> **The input**:
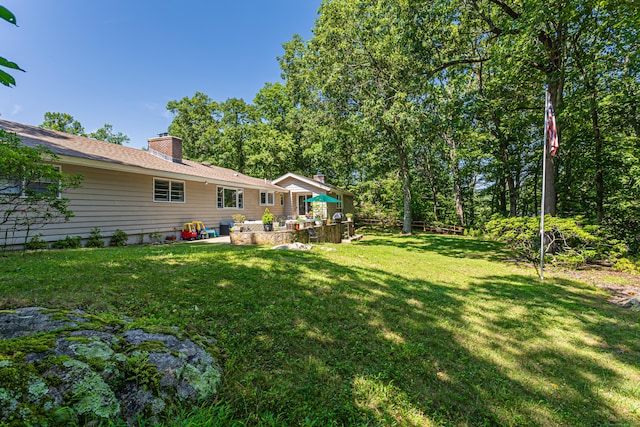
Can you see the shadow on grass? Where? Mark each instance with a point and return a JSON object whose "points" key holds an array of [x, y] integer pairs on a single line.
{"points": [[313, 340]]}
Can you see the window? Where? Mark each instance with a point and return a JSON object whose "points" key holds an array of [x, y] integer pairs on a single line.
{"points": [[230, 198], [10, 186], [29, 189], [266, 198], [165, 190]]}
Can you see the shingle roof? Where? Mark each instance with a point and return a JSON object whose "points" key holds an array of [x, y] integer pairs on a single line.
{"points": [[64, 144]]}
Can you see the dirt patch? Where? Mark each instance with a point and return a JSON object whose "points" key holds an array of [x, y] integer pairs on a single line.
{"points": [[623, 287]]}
--
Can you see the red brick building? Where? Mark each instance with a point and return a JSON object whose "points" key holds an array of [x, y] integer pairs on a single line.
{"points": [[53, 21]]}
--
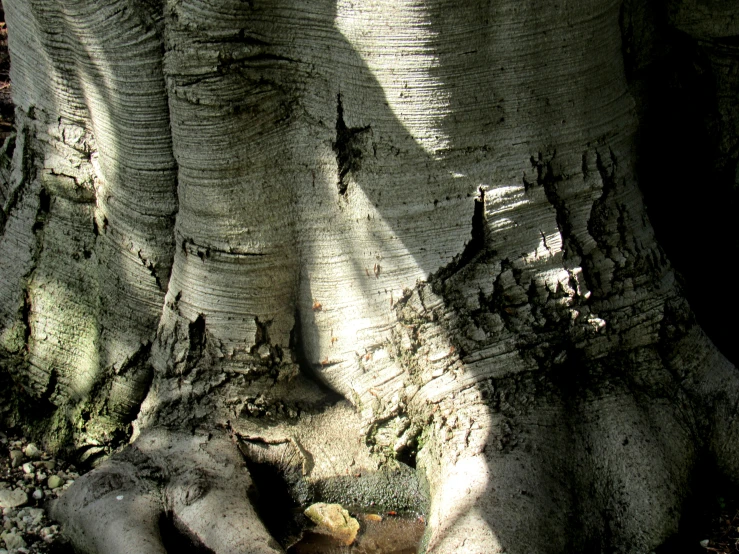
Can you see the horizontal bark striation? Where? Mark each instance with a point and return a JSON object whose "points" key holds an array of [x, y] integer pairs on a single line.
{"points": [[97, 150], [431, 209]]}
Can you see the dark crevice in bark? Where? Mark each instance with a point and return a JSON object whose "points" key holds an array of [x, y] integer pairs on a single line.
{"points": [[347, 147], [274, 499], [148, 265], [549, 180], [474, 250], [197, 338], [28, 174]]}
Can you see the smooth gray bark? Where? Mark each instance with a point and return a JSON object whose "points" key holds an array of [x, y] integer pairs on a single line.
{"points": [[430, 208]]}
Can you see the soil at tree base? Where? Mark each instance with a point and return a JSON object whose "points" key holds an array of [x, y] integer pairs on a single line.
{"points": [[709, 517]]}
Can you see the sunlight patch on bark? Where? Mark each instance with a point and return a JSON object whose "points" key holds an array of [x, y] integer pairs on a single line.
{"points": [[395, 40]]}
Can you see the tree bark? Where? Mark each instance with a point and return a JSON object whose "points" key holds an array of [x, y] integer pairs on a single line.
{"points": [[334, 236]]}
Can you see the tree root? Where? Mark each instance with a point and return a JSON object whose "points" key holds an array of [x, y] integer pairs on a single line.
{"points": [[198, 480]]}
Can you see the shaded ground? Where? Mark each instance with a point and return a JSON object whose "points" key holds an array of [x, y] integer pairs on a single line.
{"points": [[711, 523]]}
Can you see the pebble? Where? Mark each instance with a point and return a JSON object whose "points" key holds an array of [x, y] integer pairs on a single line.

> **Directive**:
Report each line of the data above that contains the word "tree", copying every such line in full.

> **Result of this task**:
Can you see the soil at tree base? Where? Mark each instance with a point and return a JSON object whose "points" key holds an array of [x, y] integer pairs on a single line.
Can you see the tree bark? Where? Mark each instance with a point and return a JSON object whose "points" key holds an array of [x, y] integer pairs on a single line.
Can you see the tree root? Where? Mark each instance with a point and return a JSON object whose "points" key holds an array of [x, y] integer pairs on a single line.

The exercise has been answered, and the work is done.